▶ **Selected excerpt**:
★ ★ ★

Virus, infectious agent found in virtually all life forms, including humans, animals, plants, fungi, and bacteria. Viruses consist of genetic material — either deoxyribonucleic acid (DNA) or ribonucleic acid (RNA) — surrounded by a protective coating of protein, called a capsid, with or without an outer lipid envelope. Viruses are not considered free-living, since they cannot reproduce outside of a living cell; they have evolved to transmit their genetic information from one cell to another for the purpose of replication.

Viruses often damage or kill the cells that they infect, causing disease in infected organisms. A few viruses stimulate cells to grow uncontrollably and produce cancers. Although many infectious diseases, such as the common cold, are caused by viruses, there are no cures for these illnesses. The difficulty in developing antiviral therapies stems from the large number of variant viruses that can cause the same disease, as well as the inability of drugs to disable a virus without disabling healthy cells. However, the development of antiviral agents is a major focus of current research, and the study of viruses has led to many discoveries important to human health.

The first contact between a virus particle and its host cell occurs when an outer viral structure docks with a specific molecule on the cell surface. After binding to an appropriate cell, a virus must cross the cell membrane.
Once inside the cell, the virus replicates itself through a series of events. Viral genes direct the production of proteins by the host cellular machinery. The first viral proteins synthesized by some viruses are the enzymes required to copy the viral genome. Using a combination of viral and cellular components, the viral genome can be replicated thousands of times. To complete the virus replication cycle, viruses must exit the cell.
The virus replication cycle can be as short as a couple of hours for certain small viruses or as long as several days for some large viruses.
Cells may survive virus infection, and the virus can persist for the life of its host. Virtually all people harbor harmless viruses.

Most viral infections cause no symptoms and do not result in disease. In contrast, most people who are infected with measles, rabies, or influenza viruses develop the disease. A wide variety of viral and host factors determine the outcome of virus infections. A small genetic variation can produce a virus with increased capacity to cause disease. Such a virus is said to have increased virulence.
Viruses can enter the body by several routes :
• Through the skin by direct contact with virus-containing skin lesions on infected individuals : Herpes Simplex Virus and pox
• Infected blood products : Ebola, hepatitis B, HIV
• Through the respiratory tract ( via airborne dropledts of mucus or saliva from infeted individuals who cough or sneeze) : influenza, rhinovirus and adenovirus ( common cold), and varicella-zoster virus ( chicken pox)

★ ★ ★

▶ **Record extracts**:
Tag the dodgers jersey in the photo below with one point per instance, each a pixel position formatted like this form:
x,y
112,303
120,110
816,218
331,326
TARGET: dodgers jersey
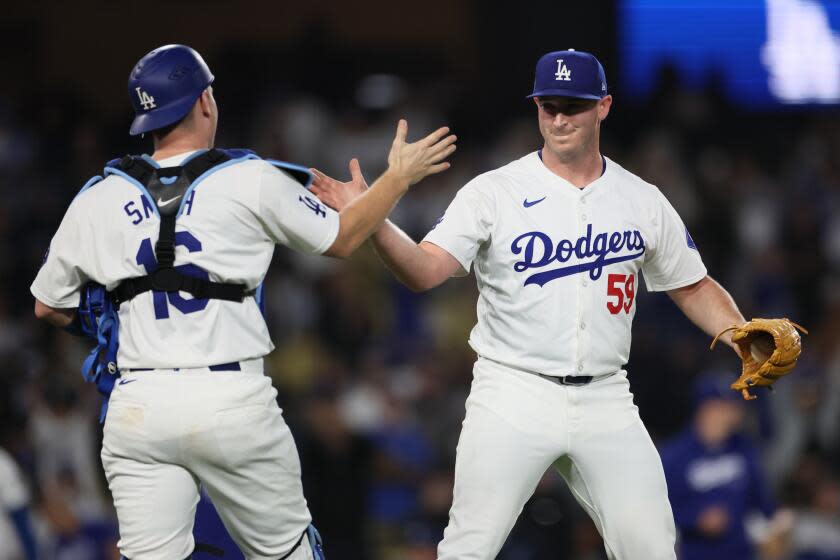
x,y
557,266
228,227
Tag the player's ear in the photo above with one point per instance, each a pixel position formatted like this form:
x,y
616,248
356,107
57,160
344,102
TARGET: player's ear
x,y
205,102
604,105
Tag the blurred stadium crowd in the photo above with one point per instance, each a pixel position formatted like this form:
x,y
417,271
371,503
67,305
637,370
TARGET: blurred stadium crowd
x,y
373,377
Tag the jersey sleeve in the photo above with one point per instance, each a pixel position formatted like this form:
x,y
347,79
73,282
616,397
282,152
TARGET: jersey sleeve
x,y
62,275
293,216
466,225
674,260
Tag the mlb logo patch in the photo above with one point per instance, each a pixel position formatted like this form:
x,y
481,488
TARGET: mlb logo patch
x,y
689,241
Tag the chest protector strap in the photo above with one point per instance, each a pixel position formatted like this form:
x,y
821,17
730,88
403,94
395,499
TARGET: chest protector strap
x,y
167,187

★ ★ ★

▶ **Problem statement**:
Return the part of the virus text above from "The first contact" to "the cell membrane.", word for word and including both ends.

▶ **Expected output**:
The first contact between a virus particle and its host cell occurs when an outer viral structure docks with a specific molecule on the cell surface. After binding to an appropriate cell, a virus must cross the cell membrane.